## PASSAGE TO READ
--- START ---

Tony AbbottTony Abbott reflects on his time as federal health minister and says the upcoming health care agreements could achieve most of the benefits of a federal government's  takeover of public hospitals.

At the recent 2020 summit, delegates' frustration with the dog's breakfast of divided responsibilities in health was sidetracked into proposals for a national preventive health agency funded by a tax on junk food and a new health equality commission. Keeping people healthy and giving everyone the best possible health outcomes are worthy goals, but are unlikely to be achieved by creating new bureaucracies. Avoiding discussion of today's actual problems by focusing, instead, on vague aspirations for the distant future seems to be the new government's style. Let's find something that sounds visionary, but that doesn't threaten current power structures or imply blame for current problems. That way, we can all be seen to work together.

It's regrettable that the summit did not, as chairman Michael Good wanted, consider the problems caused by having the federal government part-fund, but state governments wholly run, Australia's public hospital systems. This would have been a meaningful challenge for our best and brightest minds. Instead, as usual, it seems that the politicians and public servants will have to wrestle with this as they renegotiate the Health Care Agreements over the course of this year. Because they deal with the sickest people, public hospitals will always be the heart of health care systems. The next round of Agreements gives the federal government its once-in-five years chance to make a difference to the most difficult and most important aspect of health care delivery.

--- END ---

## YOUR OBJECTIVE
According to the commentary on health care agreements, why will public hospitals always be the heart of health care systems? Answer in one to three sentences.

## EXTRACTED INFORMATION
--- START ---

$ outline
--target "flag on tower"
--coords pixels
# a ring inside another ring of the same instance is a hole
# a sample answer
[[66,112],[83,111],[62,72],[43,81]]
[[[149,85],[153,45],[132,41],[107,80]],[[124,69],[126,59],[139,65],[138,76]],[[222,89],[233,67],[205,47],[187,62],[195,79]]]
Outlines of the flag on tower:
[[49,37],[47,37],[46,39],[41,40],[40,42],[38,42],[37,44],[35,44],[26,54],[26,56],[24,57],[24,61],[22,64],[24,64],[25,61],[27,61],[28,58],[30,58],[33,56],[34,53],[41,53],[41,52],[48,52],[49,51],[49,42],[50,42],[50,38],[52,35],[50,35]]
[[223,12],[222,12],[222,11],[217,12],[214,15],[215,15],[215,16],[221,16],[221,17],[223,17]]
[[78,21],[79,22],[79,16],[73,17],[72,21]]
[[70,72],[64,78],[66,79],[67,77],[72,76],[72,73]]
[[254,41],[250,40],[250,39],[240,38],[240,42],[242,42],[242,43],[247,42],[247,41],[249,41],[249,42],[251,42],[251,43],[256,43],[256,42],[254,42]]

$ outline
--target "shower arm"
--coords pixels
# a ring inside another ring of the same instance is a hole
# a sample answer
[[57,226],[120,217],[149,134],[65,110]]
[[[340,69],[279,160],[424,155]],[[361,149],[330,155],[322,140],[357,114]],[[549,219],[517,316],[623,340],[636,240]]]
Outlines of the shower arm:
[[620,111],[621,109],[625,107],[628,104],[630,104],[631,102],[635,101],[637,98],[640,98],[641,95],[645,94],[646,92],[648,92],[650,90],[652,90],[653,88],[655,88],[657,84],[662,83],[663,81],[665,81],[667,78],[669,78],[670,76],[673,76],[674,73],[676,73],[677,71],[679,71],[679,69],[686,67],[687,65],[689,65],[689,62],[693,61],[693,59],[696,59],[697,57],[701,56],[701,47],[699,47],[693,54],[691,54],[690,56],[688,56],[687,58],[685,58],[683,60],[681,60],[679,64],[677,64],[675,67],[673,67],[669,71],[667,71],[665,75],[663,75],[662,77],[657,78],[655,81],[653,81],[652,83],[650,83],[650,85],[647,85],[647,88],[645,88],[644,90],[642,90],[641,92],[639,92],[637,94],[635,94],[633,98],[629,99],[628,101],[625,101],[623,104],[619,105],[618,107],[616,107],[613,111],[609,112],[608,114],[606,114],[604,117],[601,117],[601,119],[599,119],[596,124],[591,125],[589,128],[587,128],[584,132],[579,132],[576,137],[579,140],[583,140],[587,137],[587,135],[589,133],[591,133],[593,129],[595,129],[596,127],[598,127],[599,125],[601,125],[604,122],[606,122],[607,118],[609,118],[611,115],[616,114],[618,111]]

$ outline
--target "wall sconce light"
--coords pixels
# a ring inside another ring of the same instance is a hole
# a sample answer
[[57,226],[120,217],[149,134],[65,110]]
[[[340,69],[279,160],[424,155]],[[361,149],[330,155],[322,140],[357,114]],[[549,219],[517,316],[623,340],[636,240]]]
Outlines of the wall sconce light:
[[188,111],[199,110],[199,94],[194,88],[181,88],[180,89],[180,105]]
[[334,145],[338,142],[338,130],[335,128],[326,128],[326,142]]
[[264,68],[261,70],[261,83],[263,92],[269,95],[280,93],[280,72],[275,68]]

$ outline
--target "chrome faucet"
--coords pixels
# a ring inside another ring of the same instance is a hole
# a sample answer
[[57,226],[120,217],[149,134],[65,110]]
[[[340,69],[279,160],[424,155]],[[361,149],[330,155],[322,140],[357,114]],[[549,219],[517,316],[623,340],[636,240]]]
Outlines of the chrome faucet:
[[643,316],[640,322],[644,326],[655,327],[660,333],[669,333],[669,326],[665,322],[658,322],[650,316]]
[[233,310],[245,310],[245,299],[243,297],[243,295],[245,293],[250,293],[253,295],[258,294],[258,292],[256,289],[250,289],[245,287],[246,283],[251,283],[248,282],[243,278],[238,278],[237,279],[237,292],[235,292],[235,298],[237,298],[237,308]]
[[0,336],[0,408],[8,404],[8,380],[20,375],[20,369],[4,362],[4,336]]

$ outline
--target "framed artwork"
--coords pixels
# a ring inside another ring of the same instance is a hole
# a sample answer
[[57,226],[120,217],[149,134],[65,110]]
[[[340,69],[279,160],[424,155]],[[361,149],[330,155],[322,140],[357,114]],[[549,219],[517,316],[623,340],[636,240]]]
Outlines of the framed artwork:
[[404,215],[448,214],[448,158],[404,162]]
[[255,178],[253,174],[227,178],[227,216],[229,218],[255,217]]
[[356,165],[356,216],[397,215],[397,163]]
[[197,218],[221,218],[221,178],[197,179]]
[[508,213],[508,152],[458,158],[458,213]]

--- END ---

## TASK RESPONSE
Public hospitals will always be the heart of health care systems because they deal with the sickest people.